▶ _READING PASSAGE_

--- --- ---

The USA Patriot Act, passed in the immediate wake of 9/11, is key here. It concentrates an extreme amount of power in the executive branch.

The Patriot Act created a new crime: “domestic terrorism” = acts that “appear to be intended to influence the policy of a government.” By this definition, anything – demonstrations, civil disobedience, even lobbying - could be treated as terrorism. (In Utah they actually sought to prosecute demonstrators on the grounds that they were carrying out terrorism by interfering with businesses on the street).

It allows the Attorney General to deport or incarcerate any non-citizen based on suspicion.

Sneak and Peek: searches in which you don’t need to notify the individuals being searched.

It relaxes the requirements of law enforcement to obtain search warrants/taps and other surveillance to allow them to simply certify that they consider someone a threat.

It puts the CIA back in the business of domestic spying.

The justification for all this: a) terrorism, and b) “yes, these are incursions, but you’ve got to trust us.” History tells us that they can’t be trusted.

--- --- ---

▶ _DATASET CONTENT_
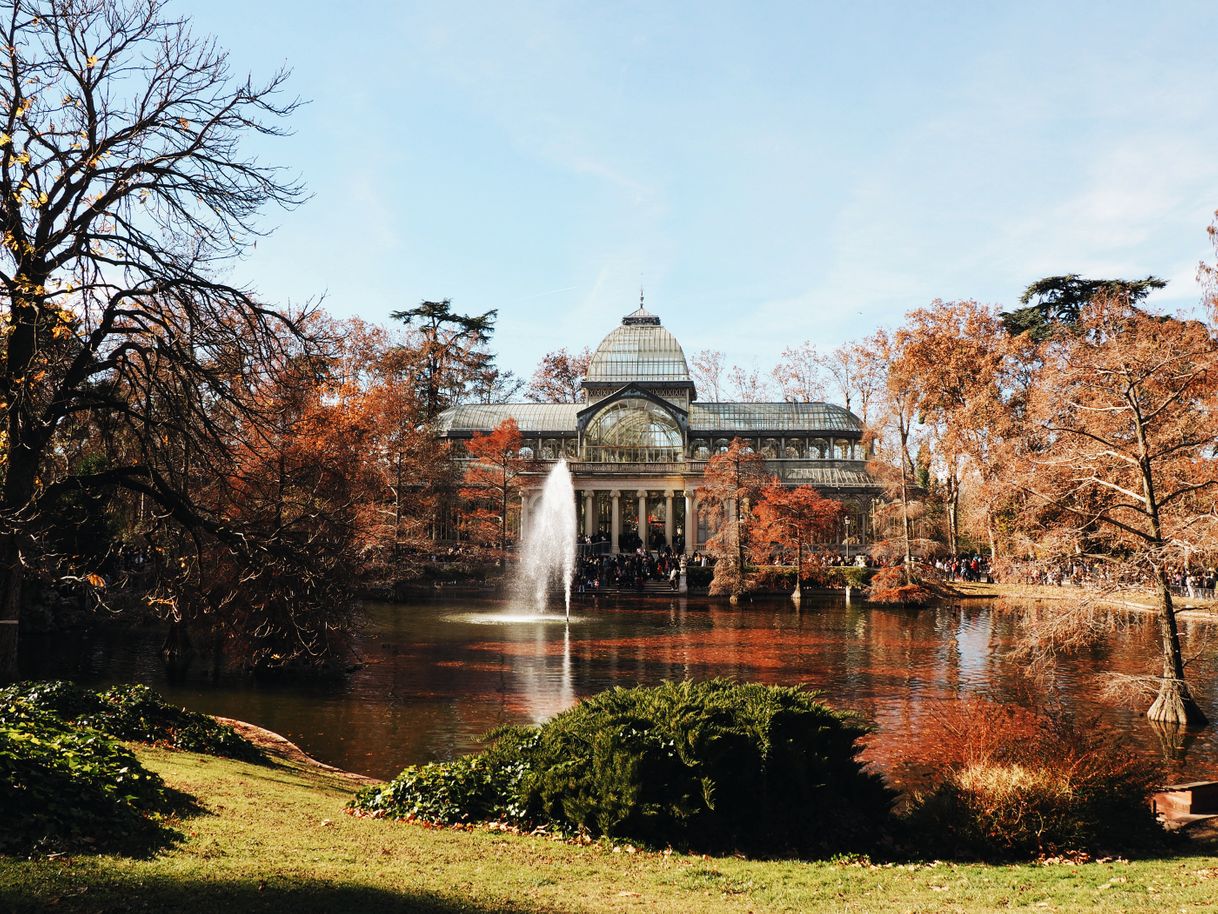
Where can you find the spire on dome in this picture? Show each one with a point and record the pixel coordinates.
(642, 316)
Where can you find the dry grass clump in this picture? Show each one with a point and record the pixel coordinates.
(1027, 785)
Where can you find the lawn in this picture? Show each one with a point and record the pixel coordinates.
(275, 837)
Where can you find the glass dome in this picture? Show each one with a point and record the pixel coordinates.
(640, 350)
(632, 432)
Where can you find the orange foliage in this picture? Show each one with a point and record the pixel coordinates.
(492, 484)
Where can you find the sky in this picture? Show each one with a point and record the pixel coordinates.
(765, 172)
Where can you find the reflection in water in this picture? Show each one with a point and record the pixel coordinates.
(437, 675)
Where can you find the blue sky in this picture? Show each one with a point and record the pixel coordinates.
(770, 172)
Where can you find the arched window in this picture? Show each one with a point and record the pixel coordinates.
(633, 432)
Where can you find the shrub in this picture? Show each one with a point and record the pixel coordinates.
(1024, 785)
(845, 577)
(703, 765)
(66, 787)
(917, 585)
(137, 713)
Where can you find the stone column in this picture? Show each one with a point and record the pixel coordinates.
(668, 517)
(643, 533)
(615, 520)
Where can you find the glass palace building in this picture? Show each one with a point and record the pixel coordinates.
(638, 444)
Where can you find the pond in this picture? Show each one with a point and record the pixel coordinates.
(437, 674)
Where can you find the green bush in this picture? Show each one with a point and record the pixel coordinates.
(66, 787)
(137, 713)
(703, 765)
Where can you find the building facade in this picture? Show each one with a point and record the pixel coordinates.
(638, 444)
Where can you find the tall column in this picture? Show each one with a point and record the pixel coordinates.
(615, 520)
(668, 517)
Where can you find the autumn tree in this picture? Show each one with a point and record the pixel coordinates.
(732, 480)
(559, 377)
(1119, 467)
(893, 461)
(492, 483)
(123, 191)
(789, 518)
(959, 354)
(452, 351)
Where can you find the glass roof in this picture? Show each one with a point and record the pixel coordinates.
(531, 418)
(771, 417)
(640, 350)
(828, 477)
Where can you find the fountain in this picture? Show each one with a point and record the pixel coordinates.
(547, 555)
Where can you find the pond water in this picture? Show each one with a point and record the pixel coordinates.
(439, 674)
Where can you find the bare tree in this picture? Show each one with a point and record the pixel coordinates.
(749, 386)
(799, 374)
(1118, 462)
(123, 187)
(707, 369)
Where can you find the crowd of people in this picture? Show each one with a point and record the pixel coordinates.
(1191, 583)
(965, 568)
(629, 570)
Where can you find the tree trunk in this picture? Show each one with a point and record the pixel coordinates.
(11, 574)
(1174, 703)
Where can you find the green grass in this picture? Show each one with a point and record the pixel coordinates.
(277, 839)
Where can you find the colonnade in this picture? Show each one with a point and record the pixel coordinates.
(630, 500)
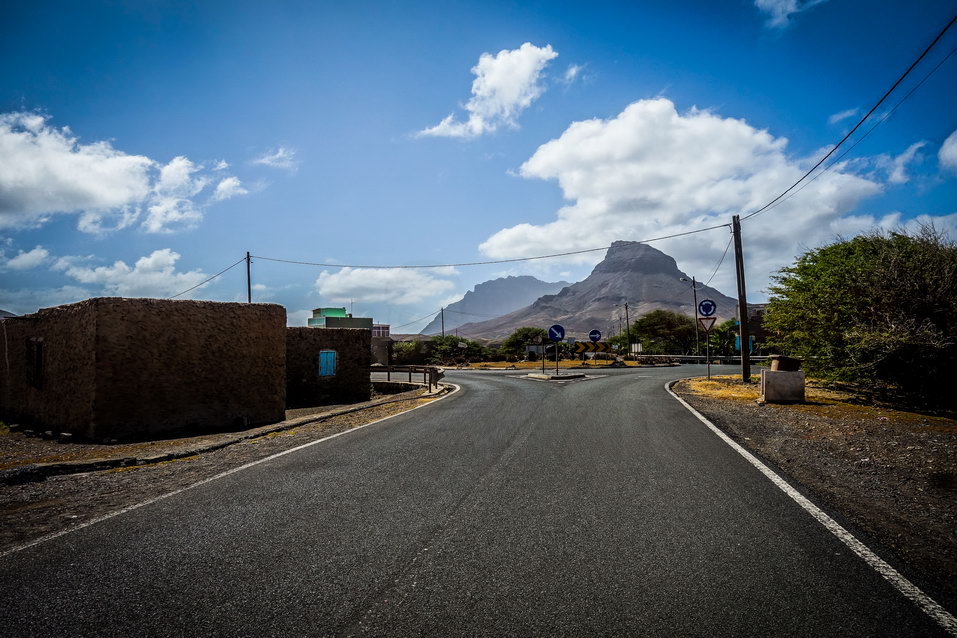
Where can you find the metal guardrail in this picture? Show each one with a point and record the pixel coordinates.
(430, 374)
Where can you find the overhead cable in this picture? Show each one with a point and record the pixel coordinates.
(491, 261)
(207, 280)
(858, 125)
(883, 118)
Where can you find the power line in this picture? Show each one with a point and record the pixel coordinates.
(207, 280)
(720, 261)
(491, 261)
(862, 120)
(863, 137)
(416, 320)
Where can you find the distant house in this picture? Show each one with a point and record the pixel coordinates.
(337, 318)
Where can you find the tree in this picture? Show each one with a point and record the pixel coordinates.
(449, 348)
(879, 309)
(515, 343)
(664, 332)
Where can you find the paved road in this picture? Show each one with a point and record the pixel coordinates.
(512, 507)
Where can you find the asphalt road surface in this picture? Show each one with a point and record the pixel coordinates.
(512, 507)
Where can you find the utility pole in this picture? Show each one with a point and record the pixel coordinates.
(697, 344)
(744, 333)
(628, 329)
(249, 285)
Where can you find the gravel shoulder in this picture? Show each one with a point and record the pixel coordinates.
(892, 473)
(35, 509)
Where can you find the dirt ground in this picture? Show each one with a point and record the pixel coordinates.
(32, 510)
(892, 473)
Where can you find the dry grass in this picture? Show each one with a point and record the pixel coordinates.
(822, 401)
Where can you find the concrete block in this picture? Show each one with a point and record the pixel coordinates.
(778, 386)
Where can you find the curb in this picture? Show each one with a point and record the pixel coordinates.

--- --- ---

▶ _USING THE INFORMATION_
a: Duplicate the Patriot Act text from "It relaxes the" to "can’t be trusted.".
b: Go on with the text about the Patriot Act, picking up after its final sentence.

▶ _RESPONSES_
a:
It relaxes the requirements of law enforcement to obtain search warrants/taps and other surveillance to allow them to simply certify that they consider someone a threat.

It puts the CIA back in the business of domestic spying.

The justification for all this: a) terrorism, and b) “yes, these are incursions, but you’ve got to trust us.” History tells us that they can’t be trusted.

b:
The US government has conducted mass roundups before: the Palmer Raids after WWI when communists, socialists and anarchists were rounded up by the thousands, and hundreds deported. More than 100,000 Japanese-Americans were interned during World War II. Habeas Corpus, the so-called Great Writ of Liberty because it is supposed to ensure against unlawful detention, has been abridged progressively by the current Supreme Court. Indeed, when you look at history, in every single war and/or crisis, the government has violated habeas corpus, with the courts going along with it at the time, and only after the crisis was over did the courts rule that habeas corpus had been violated. What’s different this time compared to prior attacks on civil liberties/rights: they’re codifying this into laws that can be used against anyone. They also have high tech snooping devices and databanks at their command now.

Patriot Act II (“Domestic Security Enforcement Act of 2003 - now in draft form, being circulated among congressional leaders, drafted by Ashcroft’s Justice Department) goes even further:

1) the government could arrest and detain someone as a “terrorist” suspect entirely secretly without having to notify anyone, inc. family and lawyers. They could strip them of their citizenship.

2) Block FOIA requests, thus permitting the government to deny any requests for releasing names of detainees.

3) Strip people of citizenship because they’re accused of belonging to or supporting a group dubbed a “terrorist” organization by the government.

4) Create a federal DNA database, including people who’ve committed no crimes, but are suspects.

5) Void all consent decrees – these came into being as a result of harassment by “red squads” of protest groups.

6) Allow wiretapping for fifteen days without judicial notification. Evesdropping for 48 hours on Internet activities without judicial order.

More important than the incursion of civil liberties and rights is why they are doing this. They are preparing the groundwork for waging terror internationally in Iraq and beyond. They need to silence dissent at home to succeed.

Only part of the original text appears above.